| Object position labeling entries |
▼▼▼

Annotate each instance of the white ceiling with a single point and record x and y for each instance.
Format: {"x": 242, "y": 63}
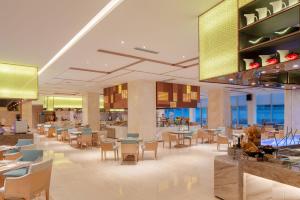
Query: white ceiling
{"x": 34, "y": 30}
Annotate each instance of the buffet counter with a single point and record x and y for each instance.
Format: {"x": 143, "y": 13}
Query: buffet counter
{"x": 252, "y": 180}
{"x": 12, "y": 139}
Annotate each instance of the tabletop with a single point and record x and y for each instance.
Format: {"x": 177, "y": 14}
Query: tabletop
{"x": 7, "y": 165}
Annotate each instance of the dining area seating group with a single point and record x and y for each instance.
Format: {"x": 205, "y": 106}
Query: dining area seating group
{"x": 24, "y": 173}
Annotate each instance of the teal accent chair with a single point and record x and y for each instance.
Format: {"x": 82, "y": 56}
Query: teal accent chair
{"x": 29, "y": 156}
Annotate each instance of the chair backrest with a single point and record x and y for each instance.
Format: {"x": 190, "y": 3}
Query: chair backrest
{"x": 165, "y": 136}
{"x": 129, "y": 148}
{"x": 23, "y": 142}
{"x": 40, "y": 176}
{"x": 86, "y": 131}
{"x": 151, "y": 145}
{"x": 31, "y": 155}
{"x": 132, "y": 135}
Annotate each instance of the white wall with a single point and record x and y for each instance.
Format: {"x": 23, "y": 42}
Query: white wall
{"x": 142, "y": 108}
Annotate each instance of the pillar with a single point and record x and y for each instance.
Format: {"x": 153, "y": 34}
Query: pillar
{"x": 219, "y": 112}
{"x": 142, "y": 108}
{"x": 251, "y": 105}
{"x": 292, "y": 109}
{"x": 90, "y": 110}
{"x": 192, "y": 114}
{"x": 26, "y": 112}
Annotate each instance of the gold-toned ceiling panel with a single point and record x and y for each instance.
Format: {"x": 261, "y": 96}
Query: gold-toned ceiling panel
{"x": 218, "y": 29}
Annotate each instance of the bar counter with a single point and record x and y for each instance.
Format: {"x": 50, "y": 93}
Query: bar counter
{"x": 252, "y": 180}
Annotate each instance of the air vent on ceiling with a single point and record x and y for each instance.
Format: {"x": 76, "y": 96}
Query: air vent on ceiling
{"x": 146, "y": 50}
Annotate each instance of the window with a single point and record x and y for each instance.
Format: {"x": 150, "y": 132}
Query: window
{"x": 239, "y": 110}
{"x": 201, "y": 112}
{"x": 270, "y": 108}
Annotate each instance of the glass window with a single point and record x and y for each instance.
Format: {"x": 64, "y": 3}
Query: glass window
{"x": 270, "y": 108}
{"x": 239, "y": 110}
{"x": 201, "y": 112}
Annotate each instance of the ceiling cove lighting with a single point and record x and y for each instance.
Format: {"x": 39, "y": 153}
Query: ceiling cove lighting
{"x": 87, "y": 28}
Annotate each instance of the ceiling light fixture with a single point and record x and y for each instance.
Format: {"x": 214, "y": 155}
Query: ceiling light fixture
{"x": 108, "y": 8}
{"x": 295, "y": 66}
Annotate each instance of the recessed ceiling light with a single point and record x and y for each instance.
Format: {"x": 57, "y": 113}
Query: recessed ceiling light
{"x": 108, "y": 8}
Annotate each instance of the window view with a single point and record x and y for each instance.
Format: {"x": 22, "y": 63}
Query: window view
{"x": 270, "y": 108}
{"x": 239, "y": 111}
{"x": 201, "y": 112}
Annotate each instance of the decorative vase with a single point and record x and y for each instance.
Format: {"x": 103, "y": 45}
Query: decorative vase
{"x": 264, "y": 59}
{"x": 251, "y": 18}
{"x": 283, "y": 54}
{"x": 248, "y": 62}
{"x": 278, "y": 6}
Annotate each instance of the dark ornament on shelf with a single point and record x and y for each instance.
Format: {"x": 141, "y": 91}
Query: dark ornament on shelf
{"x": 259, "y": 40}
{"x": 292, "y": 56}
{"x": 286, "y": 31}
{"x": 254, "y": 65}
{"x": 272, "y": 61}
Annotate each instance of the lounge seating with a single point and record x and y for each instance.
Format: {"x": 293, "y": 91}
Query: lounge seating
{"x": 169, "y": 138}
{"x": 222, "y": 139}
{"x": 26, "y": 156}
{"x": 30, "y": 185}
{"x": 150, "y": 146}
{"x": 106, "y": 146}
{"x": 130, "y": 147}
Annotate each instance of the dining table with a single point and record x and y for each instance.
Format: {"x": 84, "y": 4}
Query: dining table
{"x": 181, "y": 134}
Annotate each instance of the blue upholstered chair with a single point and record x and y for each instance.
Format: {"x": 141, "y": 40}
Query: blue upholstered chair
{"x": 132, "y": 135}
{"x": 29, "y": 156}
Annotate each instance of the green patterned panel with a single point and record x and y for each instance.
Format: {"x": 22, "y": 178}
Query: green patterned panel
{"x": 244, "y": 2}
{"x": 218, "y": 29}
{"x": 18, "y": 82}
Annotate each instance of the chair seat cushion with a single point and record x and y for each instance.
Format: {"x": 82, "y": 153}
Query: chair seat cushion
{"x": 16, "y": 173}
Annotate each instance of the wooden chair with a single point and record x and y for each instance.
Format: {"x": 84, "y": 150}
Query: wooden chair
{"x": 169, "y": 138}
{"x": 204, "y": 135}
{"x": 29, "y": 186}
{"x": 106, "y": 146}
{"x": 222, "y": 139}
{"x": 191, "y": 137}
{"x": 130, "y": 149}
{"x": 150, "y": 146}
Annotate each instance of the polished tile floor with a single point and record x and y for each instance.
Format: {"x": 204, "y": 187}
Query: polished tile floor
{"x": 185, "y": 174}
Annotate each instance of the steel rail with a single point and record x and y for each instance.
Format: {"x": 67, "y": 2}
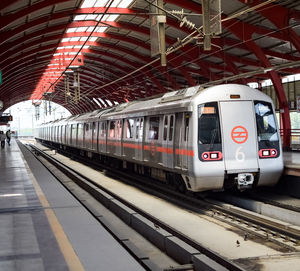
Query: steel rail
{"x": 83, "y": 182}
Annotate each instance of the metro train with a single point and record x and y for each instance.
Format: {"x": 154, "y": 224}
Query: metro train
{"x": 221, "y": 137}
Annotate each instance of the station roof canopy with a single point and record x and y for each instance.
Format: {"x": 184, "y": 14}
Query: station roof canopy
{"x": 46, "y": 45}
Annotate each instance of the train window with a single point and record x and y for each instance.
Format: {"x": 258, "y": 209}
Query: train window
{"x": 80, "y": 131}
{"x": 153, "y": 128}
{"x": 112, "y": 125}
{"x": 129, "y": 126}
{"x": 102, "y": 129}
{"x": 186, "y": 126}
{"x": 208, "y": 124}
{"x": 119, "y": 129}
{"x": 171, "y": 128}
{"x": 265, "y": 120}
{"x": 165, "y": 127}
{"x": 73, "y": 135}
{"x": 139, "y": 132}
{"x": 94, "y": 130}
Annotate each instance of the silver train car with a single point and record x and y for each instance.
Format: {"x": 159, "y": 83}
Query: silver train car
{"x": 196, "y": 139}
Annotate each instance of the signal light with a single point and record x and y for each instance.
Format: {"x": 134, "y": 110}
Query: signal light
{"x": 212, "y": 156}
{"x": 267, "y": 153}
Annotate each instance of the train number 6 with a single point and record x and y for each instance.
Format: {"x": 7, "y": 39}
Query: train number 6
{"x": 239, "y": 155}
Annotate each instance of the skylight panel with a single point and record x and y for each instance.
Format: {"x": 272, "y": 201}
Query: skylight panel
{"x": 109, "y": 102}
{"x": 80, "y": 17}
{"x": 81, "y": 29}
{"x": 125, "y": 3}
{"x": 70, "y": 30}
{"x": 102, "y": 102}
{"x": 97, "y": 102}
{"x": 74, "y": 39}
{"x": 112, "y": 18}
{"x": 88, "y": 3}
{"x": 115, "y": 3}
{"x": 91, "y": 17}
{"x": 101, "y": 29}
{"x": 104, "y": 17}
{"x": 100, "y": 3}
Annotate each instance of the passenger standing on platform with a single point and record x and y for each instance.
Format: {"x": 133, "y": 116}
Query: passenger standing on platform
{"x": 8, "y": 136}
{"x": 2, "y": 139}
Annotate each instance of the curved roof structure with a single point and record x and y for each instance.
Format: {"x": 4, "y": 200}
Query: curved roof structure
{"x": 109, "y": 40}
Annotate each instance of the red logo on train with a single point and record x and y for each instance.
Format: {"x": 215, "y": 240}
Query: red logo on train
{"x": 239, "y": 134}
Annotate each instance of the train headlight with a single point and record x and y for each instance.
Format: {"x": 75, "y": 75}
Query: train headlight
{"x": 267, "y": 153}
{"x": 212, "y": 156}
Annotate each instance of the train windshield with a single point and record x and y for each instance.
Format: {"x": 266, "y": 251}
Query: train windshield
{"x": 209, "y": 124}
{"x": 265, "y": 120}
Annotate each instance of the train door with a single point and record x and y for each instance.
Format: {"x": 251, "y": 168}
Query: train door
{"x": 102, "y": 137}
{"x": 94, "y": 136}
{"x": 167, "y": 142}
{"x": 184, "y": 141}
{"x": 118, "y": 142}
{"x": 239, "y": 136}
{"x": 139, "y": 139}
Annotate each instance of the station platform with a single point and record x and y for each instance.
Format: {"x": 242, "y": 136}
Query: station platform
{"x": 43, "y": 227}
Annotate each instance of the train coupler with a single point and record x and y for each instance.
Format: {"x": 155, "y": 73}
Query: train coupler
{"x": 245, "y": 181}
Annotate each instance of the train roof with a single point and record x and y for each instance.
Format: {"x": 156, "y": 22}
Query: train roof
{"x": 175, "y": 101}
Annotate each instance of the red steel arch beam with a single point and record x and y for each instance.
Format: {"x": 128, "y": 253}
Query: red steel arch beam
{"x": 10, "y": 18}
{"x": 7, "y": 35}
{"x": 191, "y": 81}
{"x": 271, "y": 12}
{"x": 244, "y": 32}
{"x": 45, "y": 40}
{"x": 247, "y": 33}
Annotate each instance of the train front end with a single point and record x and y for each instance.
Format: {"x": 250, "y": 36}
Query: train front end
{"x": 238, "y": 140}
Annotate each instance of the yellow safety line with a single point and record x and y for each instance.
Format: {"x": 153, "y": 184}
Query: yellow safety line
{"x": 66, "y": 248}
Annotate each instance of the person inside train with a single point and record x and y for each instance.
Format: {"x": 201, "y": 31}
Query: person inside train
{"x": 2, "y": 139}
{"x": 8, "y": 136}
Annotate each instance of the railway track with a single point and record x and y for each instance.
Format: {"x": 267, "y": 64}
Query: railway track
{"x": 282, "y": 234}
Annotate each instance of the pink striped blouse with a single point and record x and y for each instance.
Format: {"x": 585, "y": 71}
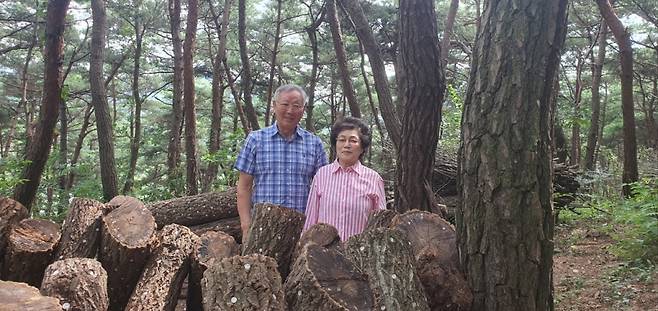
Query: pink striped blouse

▲▲▲

| Objective |
Quote verbatim every line starting at the line that contains "Annotate each instance of the train door" and ending with the last line of the records; omit all pictures.

| Task output |
Annotate each instance of the train door with a single point and record x and y for each instance.
Format: {"x": 251, "y": 168}
Query: train door
{"x": 102, "y": 137}
{"x": 94, "y": 136}
{"x": 167, "y": 142}
{"x": 184, "y": 141}
{"x": 118, "y": 142}
{"x": 239, "y": 136}
{"x": 139, "y": 139}
Annotate each instance of the station platform with a single point and record x and y for each instance.
Format: {"x": 242, "y": 136}
Query: station platform
{"x": 43, "y": 227}
Annotate each instance of the train coupler with a single point and record x and y for each instance.
Format: {"x": 155, "y": 73}
Query: train coupler
{"x": 245, "y": 181}
Annotate each instance of the train roof with a single point and record x and y for each instance.
Format: {"x": 156, "y": 22}
Query: train roof
{"x": 175, "y": 101}
Annotate each instance of the red steel arch beam with a single point and record x and y for each instance.
Format: {"x": 128, "y": 253}
Query: red steel arch beam
{"x": 10, "y": 18}
{"x": 7, "y": 35}
{"x": 191, "y": 81}
{"x": 271, "y": 12}
{"x": 244, "y": 32}
{"x": 45, "y": 40}
{"x": 247, "y": 33}
Annotate each instance of the train front end with a single point and record x and y for each instance.
Format: {"x": 250, "y": 36}
Query: train front end
{"x": 238, "y": 140}
Annotate each instance of the yellow safety line with a single point and record x and y for each instance.
Format: {"x": 153, "y": 184}
Query: yellow safety line
{"x": 66, "y": 248}
Annotate each instance of the person inside train with a single point and record x and y for each instance.
Format: {"x": 201, "y": 31}
Query: person inside train
{"x": 2, "y": 139}
{"x": 8, "y": 136}
Annotate each instance of the railway track with a single point and record x and y for each instance.
Format: {"x": 267, "y": 64}
Query: railway track
{"x": 282, "y": 234}
Annotate each instance of the pink striped blouse with a single point and record x and y for each instance.
Format: {"x": 585, "y": 71}
Query: pink striped blouse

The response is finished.